Top of Records for this exercise

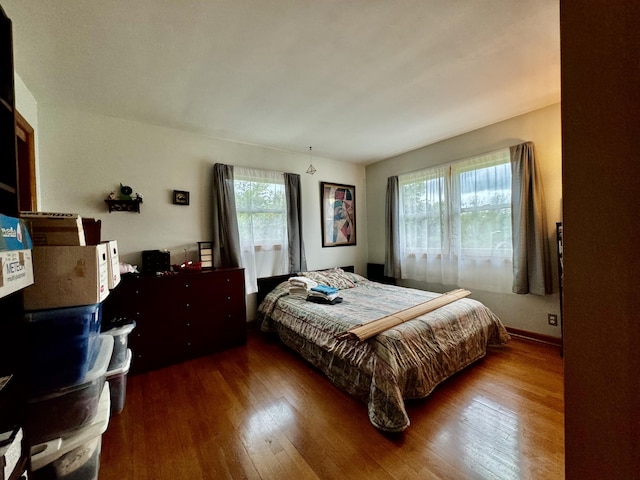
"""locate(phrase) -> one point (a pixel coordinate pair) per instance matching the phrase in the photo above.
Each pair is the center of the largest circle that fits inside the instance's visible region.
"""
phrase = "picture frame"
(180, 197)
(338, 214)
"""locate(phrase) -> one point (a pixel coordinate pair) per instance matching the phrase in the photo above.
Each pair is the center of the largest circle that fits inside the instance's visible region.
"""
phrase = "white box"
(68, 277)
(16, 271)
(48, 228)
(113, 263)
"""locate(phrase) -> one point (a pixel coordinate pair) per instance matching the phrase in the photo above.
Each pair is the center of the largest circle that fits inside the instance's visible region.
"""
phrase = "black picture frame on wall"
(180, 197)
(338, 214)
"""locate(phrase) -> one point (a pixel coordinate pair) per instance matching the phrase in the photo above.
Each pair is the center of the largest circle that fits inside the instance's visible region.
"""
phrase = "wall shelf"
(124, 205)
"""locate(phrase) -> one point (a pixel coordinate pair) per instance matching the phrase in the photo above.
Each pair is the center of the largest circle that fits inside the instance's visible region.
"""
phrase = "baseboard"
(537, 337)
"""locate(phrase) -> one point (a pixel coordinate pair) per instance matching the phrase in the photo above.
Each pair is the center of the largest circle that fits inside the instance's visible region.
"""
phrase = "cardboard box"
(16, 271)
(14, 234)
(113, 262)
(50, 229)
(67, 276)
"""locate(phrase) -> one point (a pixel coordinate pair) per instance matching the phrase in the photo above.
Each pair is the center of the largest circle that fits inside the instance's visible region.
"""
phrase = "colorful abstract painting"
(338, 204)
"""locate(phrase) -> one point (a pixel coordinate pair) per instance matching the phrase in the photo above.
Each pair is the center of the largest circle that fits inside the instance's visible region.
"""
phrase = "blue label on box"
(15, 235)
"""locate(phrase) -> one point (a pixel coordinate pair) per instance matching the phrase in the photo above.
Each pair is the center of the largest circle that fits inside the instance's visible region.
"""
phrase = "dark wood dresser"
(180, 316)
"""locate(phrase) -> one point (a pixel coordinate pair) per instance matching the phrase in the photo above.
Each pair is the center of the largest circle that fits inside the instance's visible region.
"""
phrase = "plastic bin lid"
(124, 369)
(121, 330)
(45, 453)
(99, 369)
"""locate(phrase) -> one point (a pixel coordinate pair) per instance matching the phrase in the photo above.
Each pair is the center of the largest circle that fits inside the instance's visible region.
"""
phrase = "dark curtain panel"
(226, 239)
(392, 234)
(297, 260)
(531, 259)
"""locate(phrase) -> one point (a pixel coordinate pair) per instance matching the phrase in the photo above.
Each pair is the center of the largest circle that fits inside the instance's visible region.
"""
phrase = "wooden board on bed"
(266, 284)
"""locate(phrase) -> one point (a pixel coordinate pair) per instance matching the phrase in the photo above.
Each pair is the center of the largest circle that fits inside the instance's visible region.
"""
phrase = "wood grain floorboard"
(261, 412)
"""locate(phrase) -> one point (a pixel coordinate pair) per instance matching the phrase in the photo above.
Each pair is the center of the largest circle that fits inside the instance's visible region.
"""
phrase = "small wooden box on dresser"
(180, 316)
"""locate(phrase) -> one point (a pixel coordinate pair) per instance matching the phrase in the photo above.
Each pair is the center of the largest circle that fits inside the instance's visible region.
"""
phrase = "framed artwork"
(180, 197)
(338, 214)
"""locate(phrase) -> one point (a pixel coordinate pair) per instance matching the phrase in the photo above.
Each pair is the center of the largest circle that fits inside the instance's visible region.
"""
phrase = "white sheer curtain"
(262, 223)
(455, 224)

Bottom of Records for this exercise

Could you output all the entries above exactly as written, leaving out the pictures?

"""locate(phrase) -> one point (a pixel coordinate pair) per instance matching the phrase in the photo above.
Each pair is the center of the largest circle that fits inside the instance's visible region.
"""
phrase = "picture frame"
(180, 197)
(338, 214)
"""locate(phrase) -> one point (a pixel coordinate pair) per instance matching the phrase in the photo above.
Each pair is the center of the largest circle that fits inside the instance's visible region.
"""
phrase = "white box"
(68, 277)
(16, 271)
(48, 228)
(113, 263)
"""locate(phrase) -> one point (a pixel coordinate pair) per instance matching the phrase in the photo above.
Each pair is the center of the largest circle that fits inside the instance's visible region.
"""
phrase = "black picture frame on wall"
(180, 197)
(338, 214)
"""locate(phrase) -> one point (a pixel coordinate pair) per instance matching the phrase in the photo above.
Each pair is the center of the largest circle that fits inside the instance's visible region.
"""
phrase = "wall shelf"
(124, 205)
"""locate(phrase) -> one point (a pixel coordinate pair) per instance matching the phrase in the photo above.
Each pair is the center of the largest circle that fits inside the instance's visible region.
"""
phrase = "baseboard"
(537, 337)
"""locate(phrase) -> one point (a pixel coordinate pair) per instance matching the phrase in the photo above.
Each pair is the center of the largest circle that fits inside the instance's visible region.
"""
phrase = "cardboard box"
(16, 271)
(14, 234)
(113, 262)
(50, 229)
(67, 276)
"""locate(phrase) -> one point (a pixel coordinate pair) per instance matching the phrase in the photo above.
Each pair is the center of the largest circle that fits inside the instance's visible region.
"""
phrase = "colorful abstract painting"
(338, 204)
"""locate(phrase) -> one point (a pixel coordinate pair) per instance matching the phrase in the photo above.
Each pair is the center of the largest circle that fits inside the instance's visible region.
"""
phrase = "blue label on box"
(15, 235)
"""locate(phrase) -> one point (a pixel coordinate pair) per instance matching the phrase in the photo above.
Each pair is the center of the largest circle that fits inside the instance's visible region.
"""
phrase = "dark wood dresser"
(180, 316)
"""locate(phrase) -> one point (a pixel coordinate pair) per instance matching the phrase in the photo above.
Each pair is the center of the largest circle that fits inside the instance's visible region.
"""
phrase = "plastic bin lid"
(124, 369)
(121, 330)
(45, 453)
(99, 369)
"""locate(phrase) -> one point (a pixel coordinate pair) per instance matching the phrase in the photo above.
Each pair is the center of the largest circle that fits inside the instance's visible region.
"""
phrase = "dark curtain panel"
(226, 239)
(392, 234)
(297, 260)
(531, 259)
"""locate(phrase) -> one point (a pixel coordinate pair) per instance matching the phrase in the photo above.
Each pair is the center of the largest circle that fits inside the instance's visible region.
"""
phrase = "wooden board on bed"
(266, 284)
"""locate(phrase) -> one point (a pixel coordinate pair) per instance matching the phrase in the photo above.
Each pair is the center of the largest circle that fits inside the instance's visible region.
"""
phrase = "wood grain floorboard"
(261, 412)
"""locate(phrase) -> one point (a pixel coordinate pair) per instance matching the phrase in the photo above.
Each pair is the center of the largest circle that fits inside the instance's visible region.
"""
phrase = "small wooden box on dresser"
(180, 316)
"""locate(phrase) -> one point (a pixel coordinate pair) per instance matching the phrase in the photo above.
Each pair is the center of the largest circle that fits inside the instance's visible region.
"""
phrase = "framed artwork"
(180, 197)
(338, 214)
"""locate(phrase) -> one point (a pixel coordinate pair) per instance matching the phrase in the photo above.
Each pair is the center of the largest circle that fits inside the instance's visible region.
"""
phrase = "white sheer curtain"
(262, 223)
(455, 224)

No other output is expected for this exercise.